Format every line of the data records below as a two-column Markdown table headed Row and Line. Number the rows in order and omit blank lines.

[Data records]
# # # #
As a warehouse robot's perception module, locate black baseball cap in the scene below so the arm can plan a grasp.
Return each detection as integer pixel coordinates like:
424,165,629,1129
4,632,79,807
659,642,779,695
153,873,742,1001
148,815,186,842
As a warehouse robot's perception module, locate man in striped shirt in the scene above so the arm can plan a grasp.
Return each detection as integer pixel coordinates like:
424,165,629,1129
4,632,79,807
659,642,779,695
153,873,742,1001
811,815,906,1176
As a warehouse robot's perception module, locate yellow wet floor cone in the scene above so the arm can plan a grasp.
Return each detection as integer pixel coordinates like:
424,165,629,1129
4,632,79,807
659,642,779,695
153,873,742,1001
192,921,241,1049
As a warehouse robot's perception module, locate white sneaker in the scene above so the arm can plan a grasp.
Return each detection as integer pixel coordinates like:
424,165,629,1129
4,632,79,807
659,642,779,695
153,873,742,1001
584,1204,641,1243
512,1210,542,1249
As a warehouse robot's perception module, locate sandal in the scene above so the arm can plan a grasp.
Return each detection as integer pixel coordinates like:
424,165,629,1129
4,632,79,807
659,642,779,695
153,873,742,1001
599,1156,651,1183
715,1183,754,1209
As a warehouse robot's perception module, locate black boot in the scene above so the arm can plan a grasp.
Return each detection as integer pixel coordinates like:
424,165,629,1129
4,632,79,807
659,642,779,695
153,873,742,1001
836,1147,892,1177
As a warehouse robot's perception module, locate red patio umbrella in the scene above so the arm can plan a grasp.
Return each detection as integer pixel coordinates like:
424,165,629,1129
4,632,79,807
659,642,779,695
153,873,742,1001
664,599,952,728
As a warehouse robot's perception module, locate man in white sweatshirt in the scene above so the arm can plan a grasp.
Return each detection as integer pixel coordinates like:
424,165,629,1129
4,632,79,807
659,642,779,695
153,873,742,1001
# # # #
• _RESULT_:
| Row | Line |
|---|---|
| 1 | As a warehouse robot's perception module, locate black baseball cap in the scene below so the arm can plan a grasp. |
| 2 | Return each detection as integer pixel coordinates like: |
| 3 | 424,165,629,1129 |
| 4 | 4,632,79,807 |
| 5 | 659,642,779,695 |
| 6 | 153,873,742,1001 |
| 7 | 148,815,186,842 |
| 8 | As a warehouse robot's perception module, locate man in striped shirt in the scene above so the arm can plan a grasp. |
| 9 | Return each detection as integer pixel coordinates like: |
| 10 | 424,165,629,1129 |
| 11 | 4,632,79,807 |
| 12 | 659,642,779,695 |
| 13 | 153,873,742,1001 |
| 14 | 811,815,906,1176 |
| 15 | As a warehouse robot's perception module, locate yellow wet floor cone in the scene above so the arm can plan a grasp. |
| 16 | Return each detection as integer pixel coordinates like: |
| 17 | 424,165,629,1129 |
| 18 | 4,632,79,807 |
| 19 | 659,642,779,695 |
| 20 | 153,873,742,1001 |
| 21 | 192,921,241,1049 |
| 22 | As a warehouse robot's perception module, locate white sneaker in the scene above so the arm can plan a grasp. |
| 23 | Return each detection as integer pixel coordinates like: |
| 24 | 424,165,629,1129 |
| 25 | 4,632,79,807 |
| 26 | 659,642,779,695 |
| 27 | 153,873,742,1001 |
| 28 | 584,1204,641,1243 |
| 29 | 512,1210,542,1249 |
| 30 | As a warehouse robot's perception module, locate sandal in the scene above so the arm can plan a grasp. |
| 31 | Return each detection as integer pixel coordinates like: |
| 32 | 424,165,629,1129 |
| 33 | 4,632,79,807 |
| 34 | 659,642,779,695 |
| 35 | 153,873,742,1001 |
| 36 | 599,1156,651,1183 |
| 37 | 715,1183,754,1209 |
| 38 | As a warehouse robot's perception module, locate black boot in the scene above so the arm can plan a grasp. |
| 39 | Return each detection as integer pixel coordinates like: |
| 40 | 424,165,629,1129 |
| 41 | 4,632,79,807 |
| 42 | 659,642,779,695 |
| 43 | 153,873,742,1001 |
| 44 | 836,1147,892,1177 |
| 45 | As a warehouse robot's perception module, locate red patio umbrella in the scene above so the arm can plan a grasp. |
| 46 | Return each detection as integer pixel coordinates like: |
| 47 | 424,165,629,1129 |
| 48 | 4,632,79,807 |
| 49 | 659,642,779,695 |
| 50 | 153,873,742,1001 |
| 51 | 664,599,952,728 |
| 52 | As a warehouse robot's perception module, locate man in white sweatshirt in the scene above so the arm can plan a grasp. |
| 53 | Return each detection as integer pixel coordinates like: |
| 54 | 424,165,629,1129 |
| 55 | 4,632,79,807 |
| 56 | 659,642,779,695 |
| 57 | 153,873,742,1001 |